─── Exercise material ───

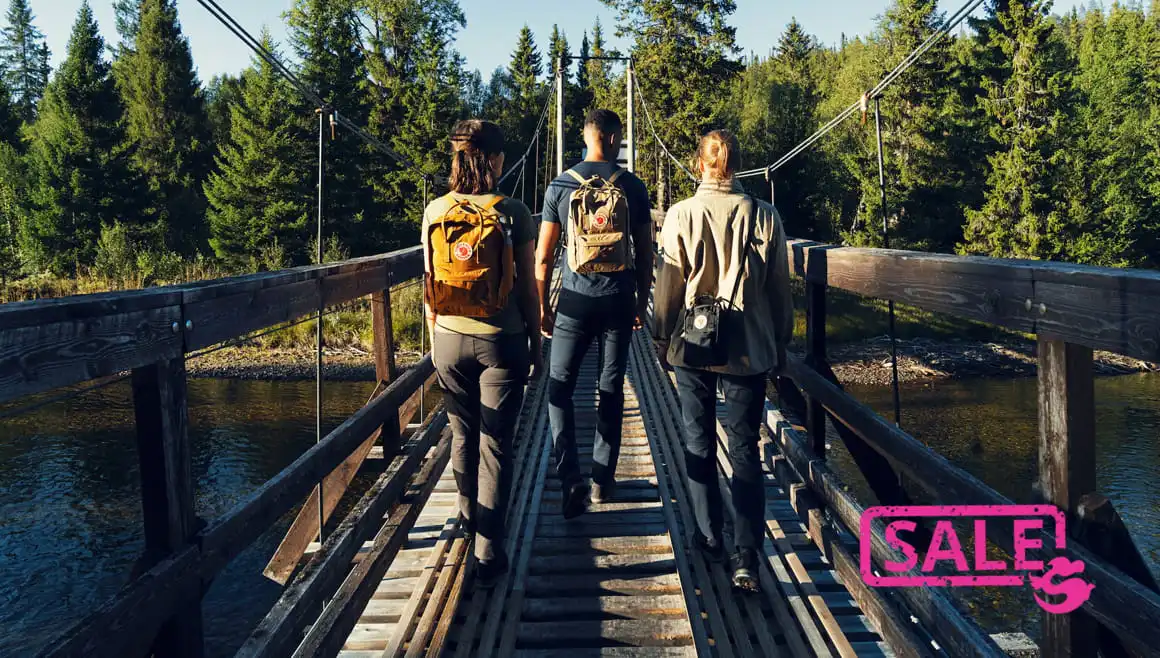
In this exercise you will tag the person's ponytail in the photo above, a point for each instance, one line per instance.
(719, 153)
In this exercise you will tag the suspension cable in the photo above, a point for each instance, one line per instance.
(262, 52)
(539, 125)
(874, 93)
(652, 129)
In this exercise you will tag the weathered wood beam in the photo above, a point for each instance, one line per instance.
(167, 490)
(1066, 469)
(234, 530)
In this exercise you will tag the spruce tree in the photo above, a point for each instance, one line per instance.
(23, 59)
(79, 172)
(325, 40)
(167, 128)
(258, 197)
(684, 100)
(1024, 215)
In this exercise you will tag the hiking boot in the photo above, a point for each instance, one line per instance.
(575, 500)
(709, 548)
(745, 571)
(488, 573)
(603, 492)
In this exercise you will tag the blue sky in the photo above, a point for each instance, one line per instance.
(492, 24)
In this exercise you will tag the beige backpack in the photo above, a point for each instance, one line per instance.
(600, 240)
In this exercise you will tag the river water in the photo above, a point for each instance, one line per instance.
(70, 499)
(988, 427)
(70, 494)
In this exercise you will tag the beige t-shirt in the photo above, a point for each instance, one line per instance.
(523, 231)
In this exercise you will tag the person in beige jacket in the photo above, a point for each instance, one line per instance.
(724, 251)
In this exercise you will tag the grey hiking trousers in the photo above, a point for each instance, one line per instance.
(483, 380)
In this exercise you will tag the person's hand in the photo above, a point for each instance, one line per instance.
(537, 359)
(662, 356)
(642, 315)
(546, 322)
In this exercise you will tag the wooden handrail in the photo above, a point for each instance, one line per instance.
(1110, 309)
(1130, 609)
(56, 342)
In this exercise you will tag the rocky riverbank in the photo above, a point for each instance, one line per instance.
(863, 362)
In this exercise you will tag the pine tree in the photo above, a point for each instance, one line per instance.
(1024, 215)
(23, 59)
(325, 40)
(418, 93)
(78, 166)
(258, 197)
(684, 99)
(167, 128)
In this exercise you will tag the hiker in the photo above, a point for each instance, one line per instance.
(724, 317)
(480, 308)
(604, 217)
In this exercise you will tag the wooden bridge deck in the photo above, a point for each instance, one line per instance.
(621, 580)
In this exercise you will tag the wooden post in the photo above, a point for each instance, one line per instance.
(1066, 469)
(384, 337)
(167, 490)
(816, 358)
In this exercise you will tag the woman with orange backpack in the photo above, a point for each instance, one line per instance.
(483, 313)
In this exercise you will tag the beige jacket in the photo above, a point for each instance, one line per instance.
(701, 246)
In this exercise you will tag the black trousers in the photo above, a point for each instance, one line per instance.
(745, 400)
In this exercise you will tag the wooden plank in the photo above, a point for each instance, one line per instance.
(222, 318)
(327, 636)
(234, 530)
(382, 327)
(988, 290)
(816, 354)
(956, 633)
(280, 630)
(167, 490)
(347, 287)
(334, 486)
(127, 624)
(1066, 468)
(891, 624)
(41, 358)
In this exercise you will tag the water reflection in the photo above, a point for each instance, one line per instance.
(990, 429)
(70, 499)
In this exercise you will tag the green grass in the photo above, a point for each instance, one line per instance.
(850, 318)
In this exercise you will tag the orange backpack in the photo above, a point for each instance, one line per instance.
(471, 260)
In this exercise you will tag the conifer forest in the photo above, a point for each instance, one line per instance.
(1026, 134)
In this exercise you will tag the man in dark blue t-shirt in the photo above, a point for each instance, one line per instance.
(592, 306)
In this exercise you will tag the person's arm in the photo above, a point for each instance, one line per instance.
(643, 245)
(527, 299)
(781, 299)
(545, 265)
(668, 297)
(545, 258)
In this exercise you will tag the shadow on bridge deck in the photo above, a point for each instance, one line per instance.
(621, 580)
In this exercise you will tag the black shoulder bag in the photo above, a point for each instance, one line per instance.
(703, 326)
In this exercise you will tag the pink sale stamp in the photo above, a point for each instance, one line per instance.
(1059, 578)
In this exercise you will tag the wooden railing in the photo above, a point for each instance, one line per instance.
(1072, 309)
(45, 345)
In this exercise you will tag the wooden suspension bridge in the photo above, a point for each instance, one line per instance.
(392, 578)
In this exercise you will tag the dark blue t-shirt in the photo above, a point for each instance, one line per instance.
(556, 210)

───

§ What to do
In all of the records above, switch "tag" to "mark" and write the lines out again with nothing else changed. Leave the pictures out.

§ Written solution
In this exercise you will mark the person's ponytail in the photo above, a point for each instance, one line per instance.
(719, 153)
In this exercise you will mark the suspension cable in the photo above, a point for each instance, one line per instance.
(262, 52)
(539, 125)
(874, 93)
(652, 129)
In this exercise you will mark the weathered wood beam in the photo above, a point for each instance, one line per instance.
(167, 490)
(1066, 469)
(234, 530)
In this exercise you will mark the spruce tree in the photo above, a point for each instance, one line per instance.
(23, 59)
(79, 172)
(325, 40)
(167, 128)
(258, 197)
(684, 100)
(1024, 215)
In this exercise you will mark the hiking boot in the photo above, a point for each instance, one line per instance.
(575, 500)
(709, 548)
(745, 571)
(488, 573)
(603, 492)
In this exercise you will mark the blue sky in the photo above, a point for each instance, one line per instance.
(492, 24)
In this exercise you will mark the beige backpack in the photo above, a point for each instance, one line per instance.
(600, 240)
In this exercise you will mark the river water in the photo above, a point for each instance, one line per instance.
(70, 499)
(988, 427)
(70, 494)
In this exercise you will mark the beige t-shirt in the photo above, a point for each instance, one line per instance.
(523, 231)
In this exercise you will mark the person in beige jacket in the photo above, a point for each instance, one line per instance.
(724, 251)
In this exercise you will mark the grey hiking trousers in the photo above, a point for each instance, one line per instance.
(483, 380)
In this exercise you will mark the person's hand in the photo above, a point for each instance, one line per instance.
(537, 359)
(662, 356)
(642, 315)
(546, 322)
In this exercise you will mark the wooden handrail in the photo above, a point for each instance, one line per instance.
(1110, 309)
(1130, 609)
(56, 342)
In this exercise you will mark the rocky riverbank in the photo above, a point for each instance, one line per instance.
(863, 362)
In this exercise you will mark the pine tree in the photo above, a point for each instance, one line per instance.
(1024, 215)
(23, 59)
(325, 40)
(418, 93)
(78, 166)
(258, 197)
(684, 99)
(167, 128)
In this exercise you will mark the hiker in the photo above, a point for each instance, one line per instance.
(724, 317)
(480, 308)
(604, 217)
In this exercise you will mark the wooden bridge deck in the photo above, a point for each instance, one line per instance.
(621, 580)
In this exercise you will mark the wooden post in the photo above, a point for each instance, one line per instance.
(1066, 469)
(384, 337)
(167, 490)
(816, 358)
In this exercise you will mark the woman with orange backpack in the photo above, a point for each instance, one line per instance.
(483, 313)
In this exercise you will mark the beige jacket in the photo above, a point for each instance, one line per instance.
(701, 246)
In this exercise you will mark the black trousers in the photo above, a point for each instance, one line per instance.
(745, 400)
In this exercise you will mark the wooden plank in the photo above, a point for each instance, one line per instance.
(222, 318)
(327, 636)
(234, 530)
(382, 327)
(988, 290)
(816, 354)
(956, 633)
(280, 630)
(167, 490)
(347, 287)
(334, 486)
(127, 624)
(1066, 468)
(891, 624)
(41, 358)
In this exercise you will mark the water reflection in the photo above, a point for each instance, one line per instance.
(990, 429)
(70, 499)
In this exercise you will mark the green grass in the photo above, a point for each instance, one line per instance.
(850, 318)
In this exercise you will mark the orange backpack in the photo above, a point for each instance, one line per instance.
(471, 260)
In this exercise you will mark the conifer forest in the photo above, a point for each instance, one line per instance.
(1026, 134)
In this exercise you will mark the man in dark blue t-shirt in the photo above, a point for each instance, one line per instance.
(592, 306)
In this exercise you will mark the person's arm in the photo above, a point for each instance, one line per instance.
(643, 245)
(527, 299)
(781, 299)
(545, 265)
(668, 297)
(545, 258)
In this exercise you will mark the shadow on bridge deck in the photo above, a point for each instance, one line per instance.
(621, 580)
In this exercise you will mark the black shoulder bag in the photo above, a point for each instance, one line per instance.
(703, 326)
In this exercise you will mark the pink sale stamp in the photo above, a point for each instance, one line per instance.
(1059, 578)
In this exercise you will mark the wooden railing in the photo above, a point for each instance, one line per instance.
(1072, 309)
(45, 345)
In this exercise you will mark the wooden suspension bridge in the photo above, a point for each instance, one line per instance.
(392, 578)
In this exercise you will mark the dark blue t-shirt in the photo above, a point for each instance, one line per instance.
(556, 210)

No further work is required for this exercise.